— VOCI ESTRATTE —
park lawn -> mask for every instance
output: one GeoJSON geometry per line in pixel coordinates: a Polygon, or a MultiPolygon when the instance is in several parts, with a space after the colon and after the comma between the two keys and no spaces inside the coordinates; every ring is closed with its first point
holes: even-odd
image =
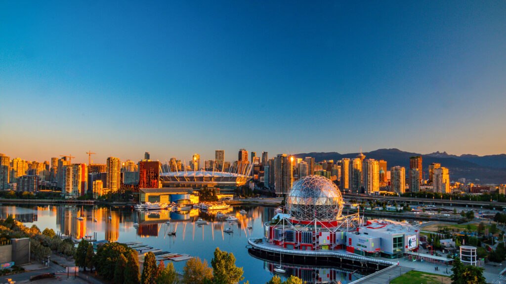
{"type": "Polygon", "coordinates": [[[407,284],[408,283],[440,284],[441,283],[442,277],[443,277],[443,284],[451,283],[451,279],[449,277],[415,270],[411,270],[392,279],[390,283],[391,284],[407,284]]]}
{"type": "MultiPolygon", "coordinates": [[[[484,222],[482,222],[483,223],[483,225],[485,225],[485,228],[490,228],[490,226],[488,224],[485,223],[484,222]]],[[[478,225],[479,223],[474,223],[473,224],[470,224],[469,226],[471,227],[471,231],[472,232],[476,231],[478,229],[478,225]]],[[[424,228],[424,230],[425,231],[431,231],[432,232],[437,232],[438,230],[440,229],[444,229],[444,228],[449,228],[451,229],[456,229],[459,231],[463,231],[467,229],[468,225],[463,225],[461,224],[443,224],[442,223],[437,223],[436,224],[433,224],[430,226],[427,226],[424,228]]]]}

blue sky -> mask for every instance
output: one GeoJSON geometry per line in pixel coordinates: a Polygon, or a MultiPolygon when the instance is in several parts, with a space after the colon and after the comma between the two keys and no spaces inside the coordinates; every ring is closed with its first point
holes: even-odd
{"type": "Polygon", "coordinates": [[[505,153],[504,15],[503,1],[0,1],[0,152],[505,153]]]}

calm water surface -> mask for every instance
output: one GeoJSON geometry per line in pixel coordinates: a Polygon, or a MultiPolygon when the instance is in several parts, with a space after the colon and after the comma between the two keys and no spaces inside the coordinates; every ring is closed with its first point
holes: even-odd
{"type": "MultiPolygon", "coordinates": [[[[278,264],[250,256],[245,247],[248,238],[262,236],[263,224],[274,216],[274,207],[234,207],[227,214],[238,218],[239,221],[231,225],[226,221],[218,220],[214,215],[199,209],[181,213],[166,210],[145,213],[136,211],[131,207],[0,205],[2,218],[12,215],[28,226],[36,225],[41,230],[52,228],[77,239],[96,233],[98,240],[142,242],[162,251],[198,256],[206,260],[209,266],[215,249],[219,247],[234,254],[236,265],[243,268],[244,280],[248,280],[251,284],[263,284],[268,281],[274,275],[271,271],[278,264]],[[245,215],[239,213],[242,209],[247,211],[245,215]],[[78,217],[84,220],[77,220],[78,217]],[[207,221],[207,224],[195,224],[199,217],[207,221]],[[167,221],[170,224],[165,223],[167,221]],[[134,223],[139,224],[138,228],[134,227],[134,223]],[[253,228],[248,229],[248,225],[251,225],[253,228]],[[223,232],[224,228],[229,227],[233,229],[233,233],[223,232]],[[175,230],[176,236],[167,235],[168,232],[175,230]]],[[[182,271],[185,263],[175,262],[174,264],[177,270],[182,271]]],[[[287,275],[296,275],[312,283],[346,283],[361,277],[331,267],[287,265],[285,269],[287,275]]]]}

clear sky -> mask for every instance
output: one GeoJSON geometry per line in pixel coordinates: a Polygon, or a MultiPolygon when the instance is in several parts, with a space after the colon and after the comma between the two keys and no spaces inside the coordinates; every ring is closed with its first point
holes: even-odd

— CONSEGNA —
Riscrivi le righe di tutte le voci qui sopra sostituendo "pixel" con "image" e lasciando invariato tutto il resto. Nella risposta ometti le immagini.

— SOLUZIONE —
park lawn -> mask for every instance
output: one GeoJSON geometry per line in image coordinates: a Polygon, or a MultiPolygon when the instance is in several parts, with a space after the colon and after the comma between the two keys and no spaces inside the coordinates; every ring is closed with its first point
holes: even-odd
image =
{"type": "Polygon", "coordinates": [[[407,284],[408,283],[440,284],[441,283],[442,277],[443,277],[443,284],[451,283],[451,279],[449,277],[415,270],[411,270],[392,279],[390,283],[391,284],[407,284]]]}
{"type": "MultiPolygon", "coordinates": [[[[484,222],[482,222],[483,223],[483,225],[485,225],[485,228],[490,228],[490,226],[488,224],[485,223],[484,222]]],[[[478,225],[479,223],[474,223],[473,224],[470,224],[469,226],[471,227],[471,231],[472,232],[476,231],[478,229],[478,225]]],[[[424,228],[424,230],[425,231],[431,231],[432,232],[437,232],[438,230],[440,229],[444,229],[444,228],[449,228],[451,229],[456,229],[459,231],[463,231],[467,229],[468,225],[463,225],[461,224],[443,224],[442,223],[437,223],[436,224],[433,224],[430,226],[427,226],[424,228]]]]}

blue sky -> mask for every instance
output: one GeoJSON geometry per line in image coordinates: a Polygon, or a MultiPolygon when the instance is in several parts, with a space after the colon and after the comma between the two keys and no spaces inside the coordinates; every ring is closed with its first point
holes: even-odd
{"type": "Polygon", "coordinates": [[[505,153],[504,15],[503,1],[0,1],[0,152],[505,153]]]}

calm water surface -> mask for every instance
output: one GeoJSON geometry per line in image coordinates: a Polygon, or a MultiPolygon when the instance is in several parts, with a space after the colon and after the comma between the two keys and no spaces inside the coordinates; every ring is closed with its first point
holes: even-odd
{"type": "MultiPolygon", "coordinates": [[[[278,264],[250,256],[245,247],[248,238],[262,236],[263,224],[274,216],[274,207],[234,207],[227,214],[238,218],[239,221],[231,225],[226,221],[218,220],[214,215],[199,209],[181,213],[166,210],[145,213],[136,211],[131,207],[0,205],[2,218],[12,215],[28,226],[36,225],[41,230],[52,228],[77,239],[96,233],[98,240],[142,242],[162,251],[198,256],[206,260],[209,266],[215,249],[219,247],[234,254],[236,265],[243,268],[244,280],[248,280],[251,284],[263,284],[268,281],[274,275],[271,271],[278,264]],[[245,215],[239,213],[242,209],[247,211],[245,215]],[[78,217],[84,220],[77,220],[78,217]],[[207,221],[207,224],[195,224],[199,217],[207,221]],[[167,221],[170,224],[165,223],[167,221]],[[134,223],[139,224],[138,228],[134,227],[134,223]],[[253,228],[248,229],[248,225],[251,225],[253,228]],[[223,232],[224,228],[229,227],[233,229],[233,233],[223,232]],[[175,230],[176,236],[167,235],[168,232],[175,230]]],[[[182,271],[185,263],[175,262],[174,264],[177,270],[182,271]]],[[[287,275],[296,275],[312,283],[346,283],[361,277],[331,267],[287,265],[285,269],[287,275]]]]}

clear sky -> mask for every instance
output: one GeoJSON geometry per line in image coordinates: a Polygon, or a MultiPolygon when the instance is in several parts, with a space after the colon and after the comma between the two keys and no spaces inside the coordinates; every ring is closed with its first point
holes: even-odd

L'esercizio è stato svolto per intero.